■ **WHAT THE TASK REQUIRES**
Restate, exactly and without pictures, the lines from the start of the listing below through the line holding "Where can the dried".

■ **DATA SUPPLIED**
= = = =
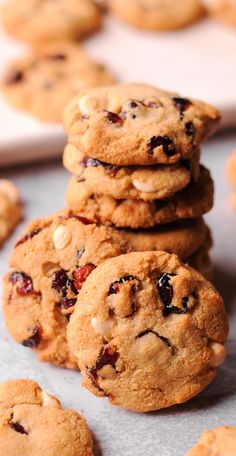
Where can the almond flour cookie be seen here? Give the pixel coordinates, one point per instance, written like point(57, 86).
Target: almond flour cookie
point(137, 124)
point(218, 442)
point(158, 14)
point(43, 82)
point(49, 265)
point(134, 182)
point(36, 21)
point(33, 423)
point(148, 332)
point(193, 201)
point(10, 209)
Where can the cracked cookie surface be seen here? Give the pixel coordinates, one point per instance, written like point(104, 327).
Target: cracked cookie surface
point(155, 334)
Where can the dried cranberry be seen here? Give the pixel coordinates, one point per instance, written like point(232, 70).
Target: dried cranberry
point(81, 274)
point(14, 77)
point(34, 340)
point(112, 117)
point(28, 236)
point(18, 428)
point(182, 104)
point(61, 282)
point(106, 357)
point(23, 282)
point(189, 129)
point(164, 141)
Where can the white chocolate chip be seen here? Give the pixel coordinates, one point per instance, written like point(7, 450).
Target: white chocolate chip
point(9, 190)
point(143, 186)
point(102, 327)
point(61, 237)
point(218, 354)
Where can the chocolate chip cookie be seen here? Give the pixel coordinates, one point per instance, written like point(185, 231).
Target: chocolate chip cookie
point(148, 332)
point(33, 423)
point(137, 124)
point(36, 21)
point(49, 265)
point(158, 14)
point(218, 442)
point(43, 82)
point(193, 201)
point(10, 208)
point(134, 182)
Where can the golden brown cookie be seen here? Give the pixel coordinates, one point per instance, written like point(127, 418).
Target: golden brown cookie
point(137, 124)
point(218, 442)
point(37, 21)
point(193, 201)
point(33, 423)
point(158, 14)
point(148, 332)
point(10, 208)
point(48, 265)
point(43, 81)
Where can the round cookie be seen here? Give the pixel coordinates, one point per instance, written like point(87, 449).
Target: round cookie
point(193, 201)
point(10, 208)
point(43, 82)
point(33, 423)
point(37, 21)
point(148, 332)
point(137, 124)
point(218, 442)
point(224, 10)
point(49, 264)
point(134, 182)
point(158, 14)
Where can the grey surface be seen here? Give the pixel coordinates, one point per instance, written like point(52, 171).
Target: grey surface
point(117, 432)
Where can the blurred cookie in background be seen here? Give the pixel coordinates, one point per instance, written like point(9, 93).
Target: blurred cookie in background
point(43, 82)
point(10, 209)
point(36, 21)
point(158, 14)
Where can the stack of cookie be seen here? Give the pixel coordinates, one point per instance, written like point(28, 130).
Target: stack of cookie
point(134, 153)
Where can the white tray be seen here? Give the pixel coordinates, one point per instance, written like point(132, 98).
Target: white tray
point(198, 61)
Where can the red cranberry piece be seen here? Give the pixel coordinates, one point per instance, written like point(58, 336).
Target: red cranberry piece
point(81, 274)
point(112, 117)
point(18, 428)
point(34, 340)
point(23, 282)
point(164, 141)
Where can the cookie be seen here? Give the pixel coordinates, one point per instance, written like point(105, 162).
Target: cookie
point(148, 332)
point(48, 265)
point(32, 423)
point(158, 14)
point(193, 201)
point(134, 182)
point(137, 124)
point(10, 208)
point(224, 10)
point(37, 21)
point(43, 82)
point(218, 442)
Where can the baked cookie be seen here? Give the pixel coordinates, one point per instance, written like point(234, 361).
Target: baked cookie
point(224, 10)
point(49, 264)
point(134, 182)
point(137, 124)
point(33, 423)
point(37, 21)
point(158, 14)
point(43, 82)
point(193, 201)
point(218, 442)
point(148, 332)
point(10, 208)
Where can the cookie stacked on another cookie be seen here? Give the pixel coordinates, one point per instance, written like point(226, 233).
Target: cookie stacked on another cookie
point(134, 154)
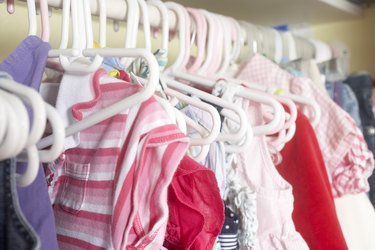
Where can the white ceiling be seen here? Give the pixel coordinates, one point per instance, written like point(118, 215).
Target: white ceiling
point(274, 12)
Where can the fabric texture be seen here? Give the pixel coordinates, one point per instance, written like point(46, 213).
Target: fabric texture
point(344, 96)
point(196, 208)
point(256, 170)
point(15, 232)
point(100, 197)
point(357, 219)
point(228, 237)
point(26, 66)
point(342, 144)
point(361, 84)
point(314, 213)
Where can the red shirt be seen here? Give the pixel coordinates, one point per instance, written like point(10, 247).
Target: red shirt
point(314, 212)
point(196, 210)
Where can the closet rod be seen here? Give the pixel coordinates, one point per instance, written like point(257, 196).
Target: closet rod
point(116, 10)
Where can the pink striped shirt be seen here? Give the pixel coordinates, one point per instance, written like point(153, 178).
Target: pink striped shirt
point(110, 192)
point(348, 160)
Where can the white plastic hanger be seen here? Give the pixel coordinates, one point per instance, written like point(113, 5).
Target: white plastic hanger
point(33, 98)
point(241, 116)
point(11, 146)
point(131, 28)
point(41, 111)
point(272, 127)
point(102, 23)
point(17, 126)
point(43, 5)
point(117, 107)
point(77, 41)
point(207, 138)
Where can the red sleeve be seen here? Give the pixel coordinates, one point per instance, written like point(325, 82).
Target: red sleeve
point(314, 212)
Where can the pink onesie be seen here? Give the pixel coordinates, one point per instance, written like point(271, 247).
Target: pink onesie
point(274, 196)
point(110, 192)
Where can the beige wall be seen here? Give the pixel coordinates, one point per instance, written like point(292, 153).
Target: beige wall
point(14, 28)
point(359, 35)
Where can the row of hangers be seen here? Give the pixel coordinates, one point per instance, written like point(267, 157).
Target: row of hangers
point(219, 42)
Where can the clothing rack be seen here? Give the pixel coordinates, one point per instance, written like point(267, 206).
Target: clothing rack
point(117, 10)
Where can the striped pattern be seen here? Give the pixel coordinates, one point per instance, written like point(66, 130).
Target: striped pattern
point(341, 143)
point(111, 191)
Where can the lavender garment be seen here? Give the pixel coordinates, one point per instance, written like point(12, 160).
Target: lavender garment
point(26, 65)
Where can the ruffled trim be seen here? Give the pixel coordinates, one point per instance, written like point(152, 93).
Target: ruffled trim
point(350, 176)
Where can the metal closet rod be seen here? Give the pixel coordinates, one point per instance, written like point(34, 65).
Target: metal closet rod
point(117, 9)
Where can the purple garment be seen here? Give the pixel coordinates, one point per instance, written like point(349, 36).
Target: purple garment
point(26, 65)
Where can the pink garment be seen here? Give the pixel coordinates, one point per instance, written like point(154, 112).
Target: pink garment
point(276, 229)
point(117, 178)
point(342, 144)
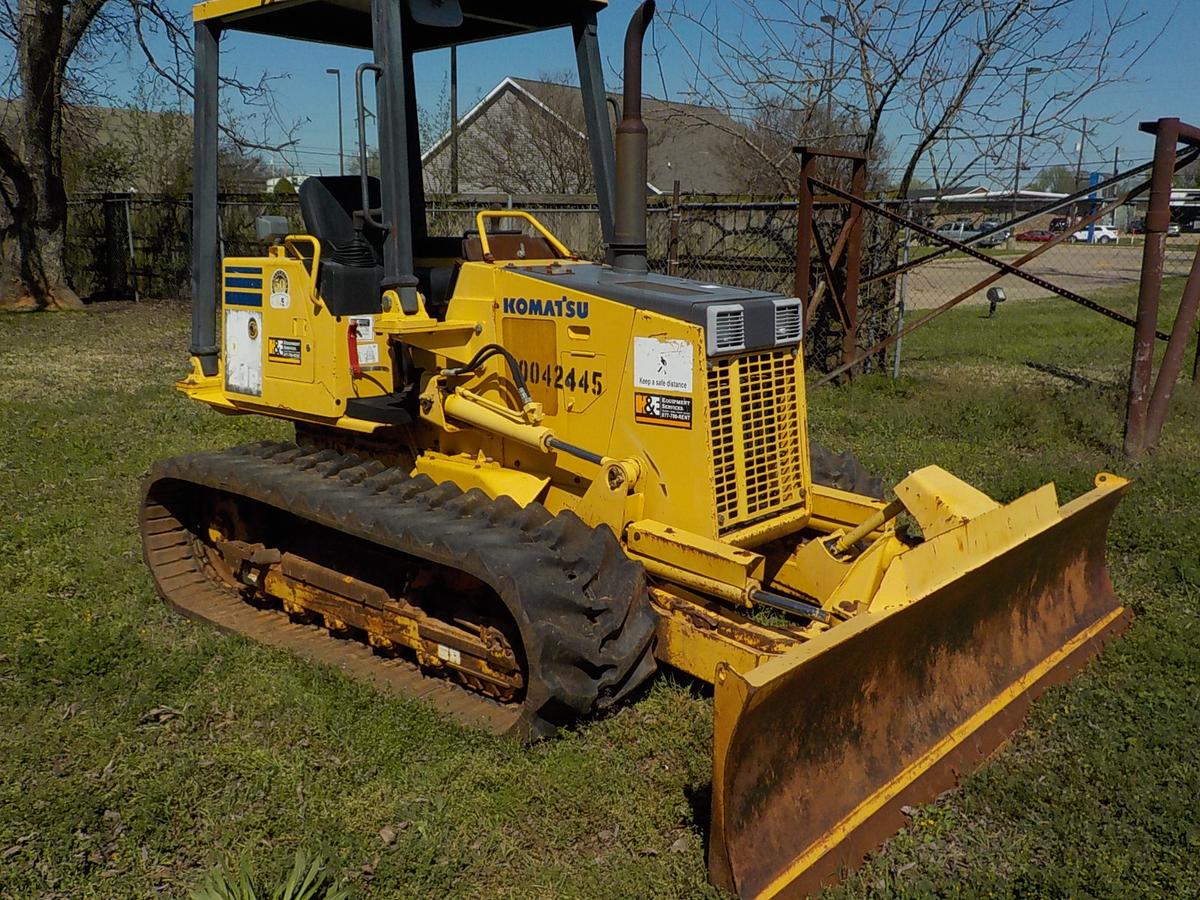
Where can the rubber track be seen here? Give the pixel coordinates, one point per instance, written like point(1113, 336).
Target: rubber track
point(580, 604)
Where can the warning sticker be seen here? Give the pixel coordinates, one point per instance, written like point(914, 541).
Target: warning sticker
point(283, 349)
point(663, 409)
point(281, 298)
point(369, 354)
point(663, 365)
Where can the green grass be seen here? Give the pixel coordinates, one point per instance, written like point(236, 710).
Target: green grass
point(258, 755)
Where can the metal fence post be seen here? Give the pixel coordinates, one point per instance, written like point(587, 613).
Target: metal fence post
point(904, 294)
point(804, 231)
point(1173, 358)
point(852, 268)
point(1158, 215)
point(673, 234)
point(117, 285)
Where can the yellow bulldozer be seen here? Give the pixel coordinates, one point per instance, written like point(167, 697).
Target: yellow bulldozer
point(522, 480)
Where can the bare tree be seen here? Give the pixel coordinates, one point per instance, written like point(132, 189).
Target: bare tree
point(61, 51)
point(943, 76)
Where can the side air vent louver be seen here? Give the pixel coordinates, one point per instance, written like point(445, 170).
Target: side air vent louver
point(789, 324)
point(725, 330)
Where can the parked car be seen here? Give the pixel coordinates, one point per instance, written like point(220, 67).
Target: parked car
point(1138, 226)
point(964, 229)
point(1103, 234)
point(1000, 237)
point(959, 231)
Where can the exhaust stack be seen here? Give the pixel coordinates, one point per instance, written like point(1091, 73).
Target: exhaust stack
point(629, 234)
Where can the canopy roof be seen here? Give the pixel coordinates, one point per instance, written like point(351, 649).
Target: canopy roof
point(348, 22)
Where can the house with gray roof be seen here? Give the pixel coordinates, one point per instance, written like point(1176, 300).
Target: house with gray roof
point(528, 137)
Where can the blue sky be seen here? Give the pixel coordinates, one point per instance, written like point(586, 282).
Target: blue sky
point(1164, 82)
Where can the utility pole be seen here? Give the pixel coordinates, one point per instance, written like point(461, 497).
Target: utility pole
point(1020, 142)
point(454, 119)
point(832, 23)
point(1116, 159)
point(1079, 162)
point(1079, 167)
point(341, 145)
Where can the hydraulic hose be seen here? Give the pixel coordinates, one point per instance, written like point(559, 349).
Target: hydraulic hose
point(485, 353)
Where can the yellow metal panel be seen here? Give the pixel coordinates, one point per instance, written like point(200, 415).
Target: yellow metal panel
point(694, 553)
point(940, 502)
point(696, 636)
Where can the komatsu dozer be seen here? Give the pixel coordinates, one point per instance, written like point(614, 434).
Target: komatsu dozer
point(521, 480)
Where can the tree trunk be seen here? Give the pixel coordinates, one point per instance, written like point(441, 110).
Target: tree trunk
point(33, 247)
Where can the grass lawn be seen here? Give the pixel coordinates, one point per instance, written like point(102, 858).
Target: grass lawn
point(137, 750)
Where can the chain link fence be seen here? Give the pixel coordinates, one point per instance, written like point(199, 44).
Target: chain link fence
point(126, 246)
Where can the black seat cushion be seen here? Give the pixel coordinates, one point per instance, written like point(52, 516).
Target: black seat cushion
point(352, 258)
point(436, 283)
point(328, 204)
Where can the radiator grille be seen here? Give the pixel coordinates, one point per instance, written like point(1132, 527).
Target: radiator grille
point(787, 321)
point(756, 436)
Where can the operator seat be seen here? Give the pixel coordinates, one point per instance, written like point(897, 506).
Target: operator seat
point(351, 258)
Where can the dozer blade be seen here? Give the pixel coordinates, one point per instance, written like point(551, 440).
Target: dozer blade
point(816, 751)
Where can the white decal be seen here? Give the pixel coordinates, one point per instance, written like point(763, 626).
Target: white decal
point(244, 352)
point(281, 295)
point(369, 354)
point(663, 365)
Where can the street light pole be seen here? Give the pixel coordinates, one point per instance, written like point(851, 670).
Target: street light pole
point(341, 147)
point(832, 23)
point(1020, 138)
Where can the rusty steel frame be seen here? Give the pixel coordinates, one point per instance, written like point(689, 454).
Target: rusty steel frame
point(963, 295)
point(1147, 399)
point(850, 241)
point(1006, 268)
point(1013, 222)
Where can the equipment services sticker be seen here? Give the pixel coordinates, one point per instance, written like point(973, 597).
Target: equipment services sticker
point(283, 349)
point(663, 409)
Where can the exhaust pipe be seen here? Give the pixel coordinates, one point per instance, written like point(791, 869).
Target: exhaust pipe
point(629, 232)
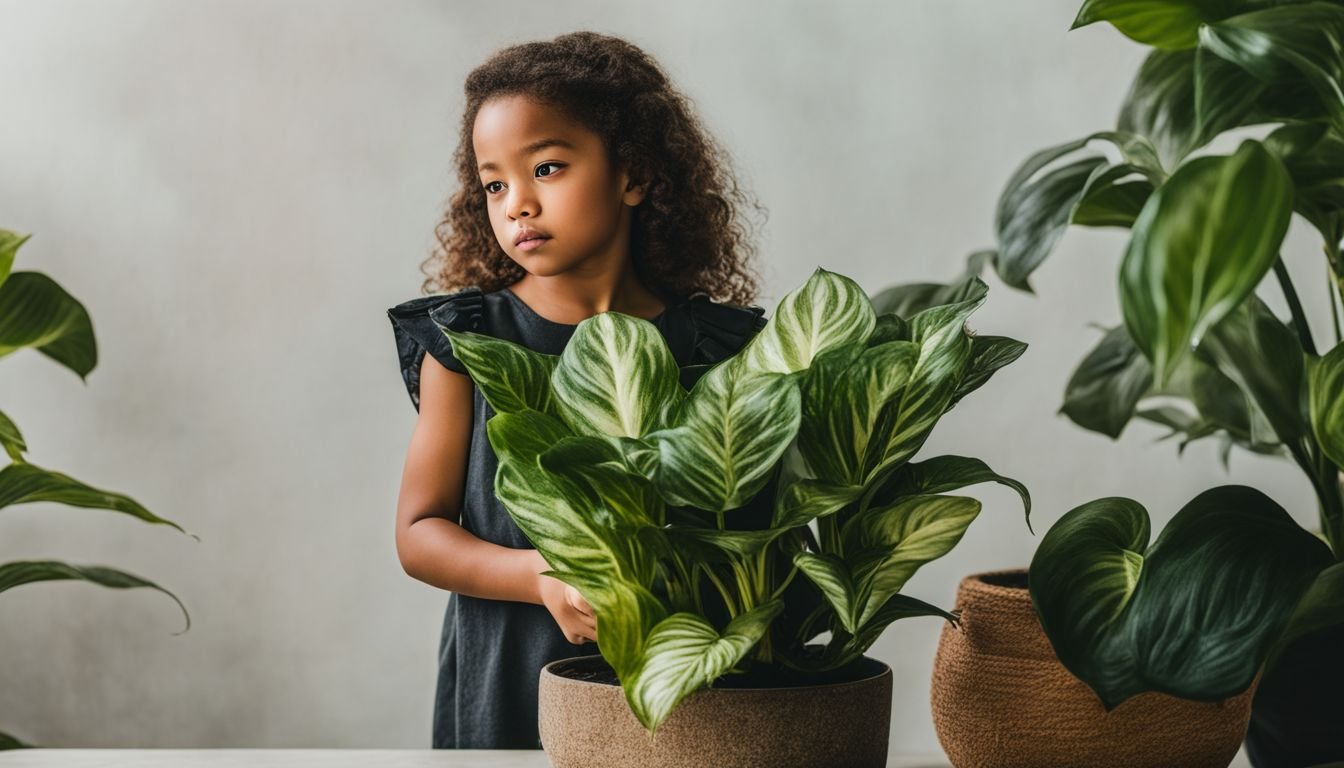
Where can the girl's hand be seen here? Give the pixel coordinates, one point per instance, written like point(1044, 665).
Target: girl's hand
point(567, 607)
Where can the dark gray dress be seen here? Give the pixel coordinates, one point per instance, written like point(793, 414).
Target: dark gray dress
point(492, 651)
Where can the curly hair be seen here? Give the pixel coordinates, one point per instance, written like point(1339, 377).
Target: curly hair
point(686, 236)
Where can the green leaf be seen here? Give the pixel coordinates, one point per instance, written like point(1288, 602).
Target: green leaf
point(807, 499)
point(1039, 199)
point(1264, 358)
point(942, 474)
point(1110, 198)
point(1327, 402)
point(596, 466)
point(27, 483)
point(843, 398)
point(727, 436)
point(1285, 43)
point(1160, 105)
point(617, 378)
point(1168, 24)
point(1313, 158)
point(684, 653)
point(886, 545)
point(988, 354)
point(35, 570)
point(10, 245)
point(1105, 389)
point(566, 521)
point(827, 311)
point(1202, 244)
point(36, 312)
point(1321, 607)
point(510, 375)
point(945, 350)
point(11, 439)
point(1192, 616)
point(832, 577)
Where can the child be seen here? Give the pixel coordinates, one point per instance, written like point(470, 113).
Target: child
point(588, 184)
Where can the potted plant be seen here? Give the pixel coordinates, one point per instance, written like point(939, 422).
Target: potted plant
point(684, 518)
point(1231, 585)
point(35, 312)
= = = =
■ **WRITTEN ANSWER**
Where can the almond flour cookie be seen here? Give the pixel coordinates, one point per instance, written like point(57, 86).
Target: almond flour cookie
point(137, 124)
point(218, 442)
point(158, 14)
point(43, 82)
point(49, 265)
point(134, 182)
point(36, 21)
point(33, 423)
point(148, 332)
point(193, 201)
point(10, 209)
Where can the cracked cookie surface be seen here? Give the pixel coordinates, one point per instance, written like point(104, 327).
Target: cracked cookie surface
point(155, 334)
Where can the dried cranberry be seen here? Give the pixel coordinates, one point per instance, written like point(232, 70).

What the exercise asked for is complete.